Records contained in a dataset
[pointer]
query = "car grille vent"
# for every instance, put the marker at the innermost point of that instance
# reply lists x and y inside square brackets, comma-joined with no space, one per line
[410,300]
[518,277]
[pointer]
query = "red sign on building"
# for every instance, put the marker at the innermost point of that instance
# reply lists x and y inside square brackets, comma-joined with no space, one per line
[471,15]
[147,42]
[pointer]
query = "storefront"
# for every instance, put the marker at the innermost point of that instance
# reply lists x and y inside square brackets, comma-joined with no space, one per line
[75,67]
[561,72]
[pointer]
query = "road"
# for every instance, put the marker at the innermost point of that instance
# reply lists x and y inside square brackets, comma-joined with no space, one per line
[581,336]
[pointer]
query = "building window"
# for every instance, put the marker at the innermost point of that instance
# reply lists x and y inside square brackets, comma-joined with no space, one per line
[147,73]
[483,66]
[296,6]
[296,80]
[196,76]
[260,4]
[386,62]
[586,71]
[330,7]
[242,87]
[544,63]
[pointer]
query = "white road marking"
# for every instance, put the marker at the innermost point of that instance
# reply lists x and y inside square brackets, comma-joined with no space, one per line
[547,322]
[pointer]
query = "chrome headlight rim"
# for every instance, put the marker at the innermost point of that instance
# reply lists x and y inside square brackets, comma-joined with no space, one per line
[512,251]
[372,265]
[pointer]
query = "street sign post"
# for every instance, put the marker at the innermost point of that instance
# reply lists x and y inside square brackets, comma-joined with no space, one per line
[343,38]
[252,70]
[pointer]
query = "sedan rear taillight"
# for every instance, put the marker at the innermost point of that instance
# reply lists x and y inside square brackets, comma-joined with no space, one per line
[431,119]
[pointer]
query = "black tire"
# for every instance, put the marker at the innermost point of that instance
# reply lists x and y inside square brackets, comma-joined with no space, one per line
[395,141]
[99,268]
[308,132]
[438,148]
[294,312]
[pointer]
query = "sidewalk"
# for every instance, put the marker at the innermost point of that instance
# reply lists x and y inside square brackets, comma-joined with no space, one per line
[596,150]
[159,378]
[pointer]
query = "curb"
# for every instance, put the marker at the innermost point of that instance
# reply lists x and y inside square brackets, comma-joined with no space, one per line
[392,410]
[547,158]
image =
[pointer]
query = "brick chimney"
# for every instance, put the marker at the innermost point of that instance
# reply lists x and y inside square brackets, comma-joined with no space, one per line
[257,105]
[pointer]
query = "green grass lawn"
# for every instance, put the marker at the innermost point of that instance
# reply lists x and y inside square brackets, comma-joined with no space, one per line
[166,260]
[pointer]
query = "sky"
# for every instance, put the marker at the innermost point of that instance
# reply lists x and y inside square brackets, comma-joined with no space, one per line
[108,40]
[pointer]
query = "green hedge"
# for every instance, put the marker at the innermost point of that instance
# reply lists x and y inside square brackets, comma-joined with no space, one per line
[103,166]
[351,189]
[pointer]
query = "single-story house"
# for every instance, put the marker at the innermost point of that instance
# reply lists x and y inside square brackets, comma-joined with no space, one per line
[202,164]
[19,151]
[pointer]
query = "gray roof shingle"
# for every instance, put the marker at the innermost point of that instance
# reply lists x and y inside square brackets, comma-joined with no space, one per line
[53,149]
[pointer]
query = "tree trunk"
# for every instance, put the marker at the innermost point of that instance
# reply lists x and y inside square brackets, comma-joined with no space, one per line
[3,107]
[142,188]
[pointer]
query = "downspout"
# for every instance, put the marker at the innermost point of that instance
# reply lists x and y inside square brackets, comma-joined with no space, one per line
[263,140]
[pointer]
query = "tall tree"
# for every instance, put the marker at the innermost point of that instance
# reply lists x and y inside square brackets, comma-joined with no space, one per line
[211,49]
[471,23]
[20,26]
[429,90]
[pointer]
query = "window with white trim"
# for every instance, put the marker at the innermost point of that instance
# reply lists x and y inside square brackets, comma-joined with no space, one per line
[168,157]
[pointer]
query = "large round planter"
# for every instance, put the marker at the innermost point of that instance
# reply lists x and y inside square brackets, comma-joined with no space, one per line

-- EXERCISE --
Retype the listing exactly, in full.

-- EXERCISE OUTPUT --
[pointer]
query = "car grille vent"
# for every instance, put the marker at the innermost point of that instance
# reply lists x and y inside square brackets, comma-joined with no space, one per line
[410,300]
[518,277]
[pointer]
query = "red sign on building"
# for every instance, put the marker at the innermost point of that instance
# reply lists x and y inside square brackets, comma-joined with no space, one per line
[471,15]
[147,42]
[pointer]
query = "storefront"
# for every instance, put the marker at the innermost point of that instance
# reply lists x and y inside square brackets, comma-joined with no space, one per line
[75,67]
[561,72]
[pointer]
query = "road"
# for every instance, put the marker at the innermost point of that instance
# reply lists x and y inside square brackets, comma-joined with no space, one per line
[581,336]
[pointer]
query = "building window"
# for every instance, put the marker at the innermost point of that instance
# reply lists x and y inside square brackets, comma-joined with no space, one per line
[147,73]
[483,66]
[296,6]
[296,80]
[196,76]
[260,4]
[386,62]
[586,71]
[330,7]
[242,87]
[544,63]
[pointer]
query = "white road marking"
# for every instance, put the marker at the innermost point of that instance
# reply lists x and y inside square brackets, comma-joined with no space, one per line
[547,322]
[pointer]
query = "chrome headlight rim"
# for every instance, put the marker at the innermost point of that instance
# reply lists x and y inside square brackets, comma-joined with no space, one per line
[512,251]
[372,265]
[pointer]
query = "street sign post"
# for every instance, put the marker at the innermost point of that instance
# reply lists x and y inside square brackets, comma-joined with no space, one per line
[343,38]
[252,70]
[pointer]
query = "sedan rear taillight"
# for every instance, put the marker at the innermost point of that instance
# reply lists x and y inside square brackets, comma-joined with no space, one per line
[431,119]
[pointer]
query = "black tire"
# for every instance, put the marker at the innermost point of that instance
# reply lists x and y inside square brackets, comma-joined with no space, one per line
[395,141]
[99,268]
[308,132]
[438,148]
[294,312]
[pointer]
query = "sidewalk"
# for every instance, put the marker at the innermost point of that instance
# reply lists x and y inside square brackets, comma-joined with no space, one per line
[596,150]
[159,378]
[pointer]
query = "curb"
# for every instance, put the marker at the innermost point of that instance
# reply lists x and y inside square brackets, comma-joined with no space, one per line
[392,410]
[547,158]
image =
[pointer]
query = "brick chimney"
# for every instance, put the marker at the innermost point of that instance
# reply lists x and y inside square brackets, comma-joined with no space, one per line
[257,105]
[pointer]
query = "green grass lawn"
# for every instance, put the marker at the innermost point of that instance
# reply lists x and y inside square brackets, comma-joined with no space, one per line
[166,260]
[pointer]
query = "sky"
# for every instance, put the marker at the innermost point of that instance
# reply lists x and y inside square brackets, comma-joined with no space, one per line
[108,40]
[pointer]
query = "green hedge"
# for every instance, put the marker at the innermost point of that instance
# reply lists x and y inside square brackets, comma-joined with no space, one per line
[103,166]
[351,189]
[pointer]
query = "single-story house"
# for every instance, put the marker at the innermost point of that instance
# reply lists x and y inside square brackets, comma-joined with no space, one per line
[202,164]
[19,151]
[pointer]
query = "gray roof shingle"
# for every instance, put the marker at the innermost point of that instance
# reply lists x and y inside square brackets, comma-joined with no space, one per line
[53,149]
[pointer]
query = "tree trunk"
# for every instance, put the marker at the innermost point of that instance
# reply lists x and y inside square brackets, comma-joined with no space, one per line
[3,107]
[142,188]
[pointer]
query = "downspout"
# for every instance, put the marker at the innermost point of that instance
# reply lists x and y inside square brackets, comma-joined with no space, one per line
[263,140]
[pointer]
query = "tall tree"
# for every instance, put the marker at the innermost point of that instance
# reply lists x and y inside square brackets, comma-joined with no space, one per line
[211,49]
[471,23]
[20,26]
[429,90]
[pointer]
query = "window with white trim"
# for every instance, put the marker at the innermost point of that instance
# reply lists x and y inside square brackets, comma-joined with no space, one per line
[168,157]
[pointer]
query = "large round planter"
# for every instance, put the marker at the innermost point of that instance
# reply lists x and y inside square brackets, comma-joined with no space, one per line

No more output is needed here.